(Saved data entries)
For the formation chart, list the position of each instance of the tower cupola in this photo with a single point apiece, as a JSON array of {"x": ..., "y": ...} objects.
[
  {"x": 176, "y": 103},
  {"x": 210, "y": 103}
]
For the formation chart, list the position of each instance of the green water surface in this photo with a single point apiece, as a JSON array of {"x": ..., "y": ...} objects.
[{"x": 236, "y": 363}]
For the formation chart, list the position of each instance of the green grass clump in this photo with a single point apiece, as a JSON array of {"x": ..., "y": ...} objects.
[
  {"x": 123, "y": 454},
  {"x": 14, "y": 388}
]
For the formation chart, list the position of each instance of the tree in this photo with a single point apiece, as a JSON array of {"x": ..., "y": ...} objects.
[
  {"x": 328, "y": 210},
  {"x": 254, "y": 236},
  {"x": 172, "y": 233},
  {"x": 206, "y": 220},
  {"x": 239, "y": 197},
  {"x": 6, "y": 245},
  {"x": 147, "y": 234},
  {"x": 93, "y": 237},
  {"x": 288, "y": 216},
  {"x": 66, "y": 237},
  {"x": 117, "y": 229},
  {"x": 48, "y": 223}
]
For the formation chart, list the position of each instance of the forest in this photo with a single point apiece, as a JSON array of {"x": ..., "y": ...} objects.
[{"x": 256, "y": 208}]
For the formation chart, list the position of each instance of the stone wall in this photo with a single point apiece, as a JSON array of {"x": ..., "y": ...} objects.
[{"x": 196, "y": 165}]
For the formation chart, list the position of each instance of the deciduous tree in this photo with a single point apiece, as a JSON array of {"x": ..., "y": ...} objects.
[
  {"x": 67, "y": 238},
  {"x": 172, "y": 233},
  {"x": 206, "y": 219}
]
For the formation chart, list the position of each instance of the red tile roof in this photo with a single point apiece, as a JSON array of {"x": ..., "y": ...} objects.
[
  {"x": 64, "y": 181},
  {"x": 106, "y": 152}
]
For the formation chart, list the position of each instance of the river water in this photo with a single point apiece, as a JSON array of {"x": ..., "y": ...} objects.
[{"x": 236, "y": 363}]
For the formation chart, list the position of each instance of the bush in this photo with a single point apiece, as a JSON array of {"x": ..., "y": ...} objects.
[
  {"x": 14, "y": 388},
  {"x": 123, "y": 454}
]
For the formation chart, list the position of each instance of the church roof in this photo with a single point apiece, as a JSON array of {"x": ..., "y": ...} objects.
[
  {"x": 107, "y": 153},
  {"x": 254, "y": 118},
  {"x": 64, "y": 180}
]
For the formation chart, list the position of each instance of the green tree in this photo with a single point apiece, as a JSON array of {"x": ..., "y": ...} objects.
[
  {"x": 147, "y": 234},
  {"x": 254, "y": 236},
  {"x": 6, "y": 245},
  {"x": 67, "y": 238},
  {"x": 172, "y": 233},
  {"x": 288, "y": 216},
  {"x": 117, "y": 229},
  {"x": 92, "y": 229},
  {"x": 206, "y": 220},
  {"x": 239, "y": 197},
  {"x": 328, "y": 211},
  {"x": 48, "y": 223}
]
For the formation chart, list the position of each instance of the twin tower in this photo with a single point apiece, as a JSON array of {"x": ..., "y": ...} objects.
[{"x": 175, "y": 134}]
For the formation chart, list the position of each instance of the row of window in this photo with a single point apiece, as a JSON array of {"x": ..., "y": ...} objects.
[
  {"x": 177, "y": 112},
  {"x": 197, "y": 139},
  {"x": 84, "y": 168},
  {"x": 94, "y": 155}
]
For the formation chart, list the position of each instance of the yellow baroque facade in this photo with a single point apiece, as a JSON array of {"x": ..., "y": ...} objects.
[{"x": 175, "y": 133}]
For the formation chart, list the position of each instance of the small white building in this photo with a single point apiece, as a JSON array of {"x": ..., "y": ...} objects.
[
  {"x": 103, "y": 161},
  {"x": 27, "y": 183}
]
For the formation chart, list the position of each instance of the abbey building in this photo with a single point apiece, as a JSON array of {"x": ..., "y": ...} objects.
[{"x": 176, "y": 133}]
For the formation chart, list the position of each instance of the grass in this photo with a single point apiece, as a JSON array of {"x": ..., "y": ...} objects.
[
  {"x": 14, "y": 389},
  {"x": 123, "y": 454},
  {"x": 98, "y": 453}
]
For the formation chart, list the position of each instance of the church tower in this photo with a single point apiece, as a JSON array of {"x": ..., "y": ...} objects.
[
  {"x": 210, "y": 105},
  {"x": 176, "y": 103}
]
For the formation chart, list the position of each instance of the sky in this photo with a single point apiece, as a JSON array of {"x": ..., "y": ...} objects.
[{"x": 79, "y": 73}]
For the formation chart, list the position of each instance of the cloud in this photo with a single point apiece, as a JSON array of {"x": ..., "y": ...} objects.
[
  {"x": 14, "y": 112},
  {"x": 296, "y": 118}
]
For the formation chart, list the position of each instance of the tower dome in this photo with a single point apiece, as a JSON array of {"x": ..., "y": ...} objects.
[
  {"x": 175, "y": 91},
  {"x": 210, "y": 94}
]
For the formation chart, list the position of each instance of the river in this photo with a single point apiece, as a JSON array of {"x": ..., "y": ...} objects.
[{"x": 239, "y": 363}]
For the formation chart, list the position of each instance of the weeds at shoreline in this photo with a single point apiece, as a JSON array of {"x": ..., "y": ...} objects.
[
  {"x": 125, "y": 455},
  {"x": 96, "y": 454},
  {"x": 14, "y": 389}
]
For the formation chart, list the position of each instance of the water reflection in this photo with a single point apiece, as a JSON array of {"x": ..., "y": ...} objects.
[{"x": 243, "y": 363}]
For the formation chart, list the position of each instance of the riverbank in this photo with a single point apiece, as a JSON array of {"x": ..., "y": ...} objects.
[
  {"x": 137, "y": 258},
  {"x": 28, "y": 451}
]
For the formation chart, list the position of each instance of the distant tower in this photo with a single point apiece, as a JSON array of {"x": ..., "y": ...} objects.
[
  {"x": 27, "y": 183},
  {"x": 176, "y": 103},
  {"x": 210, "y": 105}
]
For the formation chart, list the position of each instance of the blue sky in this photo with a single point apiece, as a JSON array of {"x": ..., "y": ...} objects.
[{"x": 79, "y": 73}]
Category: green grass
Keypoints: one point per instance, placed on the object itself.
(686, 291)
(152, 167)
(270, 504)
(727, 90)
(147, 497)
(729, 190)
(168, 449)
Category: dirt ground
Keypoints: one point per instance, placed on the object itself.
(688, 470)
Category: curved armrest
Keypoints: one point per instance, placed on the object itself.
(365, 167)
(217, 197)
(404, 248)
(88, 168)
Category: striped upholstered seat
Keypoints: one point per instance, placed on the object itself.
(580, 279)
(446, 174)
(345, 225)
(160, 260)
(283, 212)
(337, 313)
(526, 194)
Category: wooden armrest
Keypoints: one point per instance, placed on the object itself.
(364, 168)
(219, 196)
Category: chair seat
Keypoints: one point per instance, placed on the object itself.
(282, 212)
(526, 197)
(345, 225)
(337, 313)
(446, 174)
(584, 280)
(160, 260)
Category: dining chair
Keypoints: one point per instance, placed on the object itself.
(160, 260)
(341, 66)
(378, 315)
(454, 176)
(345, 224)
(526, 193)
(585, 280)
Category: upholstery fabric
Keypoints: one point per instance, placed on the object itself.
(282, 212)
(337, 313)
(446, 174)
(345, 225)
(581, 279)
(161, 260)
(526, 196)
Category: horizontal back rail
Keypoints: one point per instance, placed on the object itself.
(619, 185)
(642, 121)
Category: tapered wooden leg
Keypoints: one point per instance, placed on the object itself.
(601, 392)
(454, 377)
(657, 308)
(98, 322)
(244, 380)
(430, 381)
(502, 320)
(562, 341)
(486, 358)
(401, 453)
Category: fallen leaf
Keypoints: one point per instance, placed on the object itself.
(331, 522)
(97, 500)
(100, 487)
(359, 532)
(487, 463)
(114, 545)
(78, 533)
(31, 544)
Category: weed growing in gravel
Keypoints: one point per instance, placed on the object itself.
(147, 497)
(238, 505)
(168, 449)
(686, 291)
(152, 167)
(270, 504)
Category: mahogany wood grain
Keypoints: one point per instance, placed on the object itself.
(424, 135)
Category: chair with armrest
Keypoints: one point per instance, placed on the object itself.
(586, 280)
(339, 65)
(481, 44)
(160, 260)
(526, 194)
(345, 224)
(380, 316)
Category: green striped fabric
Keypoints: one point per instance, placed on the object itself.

**ABOUT THIS TASK**.
Out of the data above, set down the lines from the one with "Category: green grass" to the one with "Category: tapered wooden leg", both included, exactly as written and with no additions.

**EXERCISE ANSWER**.
Category: green grass
Keypoints: one point per instance, placed on the object itself.
(686, 291)
(152, 167)
(270, 504)
(727, 90)
(147, 497)
(729, 190)
(168, 449)
Category: dirt ground
Keypoints: one point per instance, placed on the object itself.
(688, 470)
Category: curved armrest
Keypoints: one point per instance, placed on the object itself.
(365, 167)
(217, 197)
(404, 248)
(88, 168)
Category: striped upholstered seat
Keypoints: one point per instance, placed on the object itself.
(580, 279)
(446, 174)
(345, 225)
(160, 260)
(283, 212)
(337, 313)
(526, 194)
Category: wooden armrest
Keypoints: one point per instance, placed on the object itself.
(364, 168)
(219, 196)
Category: chair seat
Keypoints: one point per instance, placed on the object itself.
(282, 212)
(526, 197)
(345, 225)
(337, 313)
(446, 174)
(584, 280)
(160, 260)
Category: dining chair
Keypoints: one point per instance, placed on the object itself.
(160, 260)
(341, 66)
(378, 315)
(454, 176)
(345, 224)
(526, 193)
(585, 280)
Category: upholstery fabric
Keypoints: one point per instance, placed on the object itself.
(282, 212)
(337, 313)
(446, 174)
(345, 225)
(581, 279)
(161, 260)
(526, 196)
Category: horizontal back rail
Keypoints: one point per instance, placed on the object itself.
(619, 185)
(642, 121)
Category: tapered wooden leg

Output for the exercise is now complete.